» The records:
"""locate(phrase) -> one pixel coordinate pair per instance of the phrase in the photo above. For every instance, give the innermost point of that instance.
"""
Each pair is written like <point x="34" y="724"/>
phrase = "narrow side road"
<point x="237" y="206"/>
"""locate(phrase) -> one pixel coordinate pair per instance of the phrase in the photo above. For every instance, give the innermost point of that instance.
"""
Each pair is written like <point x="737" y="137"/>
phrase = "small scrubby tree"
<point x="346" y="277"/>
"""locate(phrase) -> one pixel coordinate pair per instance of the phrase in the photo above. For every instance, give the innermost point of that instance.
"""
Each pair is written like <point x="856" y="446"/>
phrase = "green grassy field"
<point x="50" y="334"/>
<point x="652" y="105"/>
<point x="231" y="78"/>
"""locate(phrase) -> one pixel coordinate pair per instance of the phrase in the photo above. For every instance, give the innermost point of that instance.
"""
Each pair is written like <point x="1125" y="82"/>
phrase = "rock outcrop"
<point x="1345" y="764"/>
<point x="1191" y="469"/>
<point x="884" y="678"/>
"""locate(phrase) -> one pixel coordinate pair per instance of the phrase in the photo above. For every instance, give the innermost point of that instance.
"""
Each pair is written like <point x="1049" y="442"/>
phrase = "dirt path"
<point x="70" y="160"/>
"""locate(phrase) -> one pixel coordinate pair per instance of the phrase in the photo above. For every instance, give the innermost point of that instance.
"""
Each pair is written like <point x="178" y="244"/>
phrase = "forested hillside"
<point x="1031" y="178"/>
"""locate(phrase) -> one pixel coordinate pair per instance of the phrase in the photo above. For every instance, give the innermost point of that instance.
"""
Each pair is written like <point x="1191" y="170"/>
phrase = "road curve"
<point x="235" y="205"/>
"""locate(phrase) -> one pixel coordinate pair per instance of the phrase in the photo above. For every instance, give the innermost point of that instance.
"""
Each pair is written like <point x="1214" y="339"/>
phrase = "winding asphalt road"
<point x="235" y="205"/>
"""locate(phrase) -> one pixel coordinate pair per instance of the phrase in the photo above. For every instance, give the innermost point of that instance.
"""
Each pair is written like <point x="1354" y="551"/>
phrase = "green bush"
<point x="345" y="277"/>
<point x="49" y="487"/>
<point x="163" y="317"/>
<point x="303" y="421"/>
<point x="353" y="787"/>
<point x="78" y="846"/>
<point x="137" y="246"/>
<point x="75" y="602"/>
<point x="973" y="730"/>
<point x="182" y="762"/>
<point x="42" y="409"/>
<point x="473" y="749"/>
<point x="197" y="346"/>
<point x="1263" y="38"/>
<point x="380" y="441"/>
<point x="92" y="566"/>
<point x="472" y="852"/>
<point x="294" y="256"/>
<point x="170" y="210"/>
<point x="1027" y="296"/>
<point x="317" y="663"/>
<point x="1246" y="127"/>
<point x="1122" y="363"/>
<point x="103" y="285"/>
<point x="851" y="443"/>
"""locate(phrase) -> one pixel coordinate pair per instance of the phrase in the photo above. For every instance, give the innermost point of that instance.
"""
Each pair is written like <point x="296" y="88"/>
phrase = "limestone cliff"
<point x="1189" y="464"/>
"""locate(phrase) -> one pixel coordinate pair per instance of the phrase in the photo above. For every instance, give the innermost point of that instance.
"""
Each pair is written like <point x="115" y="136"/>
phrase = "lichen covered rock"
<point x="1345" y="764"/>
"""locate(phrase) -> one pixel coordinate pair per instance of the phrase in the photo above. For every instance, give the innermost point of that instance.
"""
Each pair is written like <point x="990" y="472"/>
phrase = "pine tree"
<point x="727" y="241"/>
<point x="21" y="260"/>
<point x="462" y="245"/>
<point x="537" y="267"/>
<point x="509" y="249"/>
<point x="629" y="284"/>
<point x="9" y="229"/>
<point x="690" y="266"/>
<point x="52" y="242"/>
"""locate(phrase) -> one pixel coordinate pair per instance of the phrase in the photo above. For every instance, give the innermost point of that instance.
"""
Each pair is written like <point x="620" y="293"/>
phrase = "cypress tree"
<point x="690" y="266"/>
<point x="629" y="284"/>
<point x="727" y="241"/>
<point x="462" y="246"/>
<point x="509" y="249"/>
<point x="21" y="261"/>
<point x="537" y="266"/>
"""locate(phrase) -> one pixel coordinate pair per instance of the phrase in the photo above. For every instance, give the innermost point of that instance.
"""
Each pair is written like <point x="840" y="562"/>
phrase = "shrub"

» Problem details:
Set down the entire listing once more, keeping every line exactly as it reads.

» Result of this task:
"""locate(phrase) -> one pixel coordinate pair per instance of the phrase in the photo above. For every instance, give the innermost point of that instance.
"""
Each pair is written like <point x="34" y="724"/>
phrase = "narrow side road"
<point x="237" y="206"/>
"""locate(phrase) -> one pixel coordinate pair per instance of the phrase in the photo above. For every instance, give the innermost point of that instance.
"""
Each pair is written like <point x="737" y="137"/>
phrase = "small scrubby tree"
<point x="346" y="277"/>
"""locate(phrase) -> one pixel coordinate pair per instance of the phrase in the photo above. For every instance, give the innermost point of that instance.
"""
Each pair is written like <point x="856" y="446"/>
phrase = "green grassy field"
<point x="50" y="334"/>
<point x="652" y="105"/>
<point x="231" y="78"/>
"""locate(phrase) -> one pixel coordinate pair per instance of the phrase in the photo above. For every instance, give the innermost point of that instance.
"""
Each pair is written like <point x="1125" y="82"/>
phrase = "rock outcrop"
<point x="1345" y="764"/>
<point x="1191" y="469"/>
<point x="884" y="678"/>
"""locate(phrase) -> one pixel coordinate pair per instance of the phrase in the photo above. For every instance, give the innermost point of that instance.
"""
Each pair is written like <point x="1049" y="442"/>
phrase = "dirt path"
<point x="70" y="160"/>
"""locate(phrase) -> one pixel coordinate pair per instance of the phrase in the photo above. For every instance, give the innermost point of that instance.
"""
Each pair is written like <point x="178" y="244"/>
phrase = "forested hillside"
<point x="1031" y="178"/>
"""locate(phrase) -> one pixel coordinate pair per instance of the phrase in the photo above. For every instance, give the innermost point of that instance.
"""
Each pair is written like <point x="1191" y="170"/>
phrase = "road curve"
<point x="235" y="205"/>
"""locate(phrase) -> one pixel coordinate pair per instance of the phrase in the photo above. For every instance, give the innermost point of that instance.
"""
Each pair is written like <point x="1214" y="339"/>
phrase = "winding asphalt road"
<point x="235" y="205"/>
"""locate(phrase) -> one pixel coordinate pair per instance of the phrase in the photo above. For every instance, give the innermost point of that instance.
"""
Each pair is written like <point x="1354" y="551"/>
phrase = "green bush"
<point x="345" y="277"/>
<point x="49" y="487"/>
<point x="163" y="317"/>
<point x="303" y="421"/>
<point x="353" y="787"/>
<point x="78" y="846"/>
<point x="137" y="246"/>
<point x="75" y="602"/>
<point x="973" y="730"/>
<point x="182" y="762"/>
<point x="42" y="409"/>
<point x="473" y="749"/>
<point x="197" y="346"/>
<point x="1263" y="38"/>
<point x="380" y="441"/>
<point x="92" y="566"/>
<point x="472" y="852"/>
<point x="294" y="256"/>
<point x="170" y="210"/>
<point x="1027" y="296"/>
<point x="317" y="663"/>
<point x="1246" y="127"/>
<point x="1122" y="363"/>
<point x="103" y="285"/>
<point x="851" y="443"/>
"""locate(phrase) -> one pixel coordinate pair per instance of the phrase in the photo above. For every instance, give the innermost point of that instance.
"""
Each pair is written like <point x="296" y="88"/>
phrase = "limestone cliff"
<point x="1189" y="464"/>
"""locate(phrase) -> one pixel coordinate pair per instance of the phrase in the photo above. For every instance, give the innermost point of that instance.
"""
Each pair is written like <point x="115" y="136"/>
phrase = "lichen covered rock"
<point x="1345" y="764"/>
"""locate(phrase) -> one pixel coordinate pair per instance of the phrase in the photo above. For every instance, give the innermost point of that instance.
"""
Each pair is written like <point x="990" y="472"/>
phrase = "pine tree"
<point x="727" y="241"/>
<point x="21" y="260"/>
<point x="462" y="245"/>
<point x="537" y="267"/>
<point x="509" y="249"/>
<point x="629" y="284"/>
<point x="9" y="229"/>
<point x="690" y="266"/>
<point x="52" y="242"/>
"""locate(phrase) -> one pixel coordinate pair per instance of the phrase in the photo above. For every instance, give the innermost point of that instance.
"""
Each pair is written like <point x="620" y="293"/>
phrase = "cypress tree"
<point x="690" y="266"/>
<point x="629" y="284"/>
<point x="727" y="241"/>
<point x="462" y="246"/>
<point x="509" y="249"/>
<point x="21" y="261"/>
<point x="537" y="266"/>
"""locate(phrase) -> one pixel coordinate pair per instance of the phrase in the photo above. For every instance, give the innermost point of that instance.
"""
Each pair is written like <point x="840" y="562"/>
phrase = "shrub"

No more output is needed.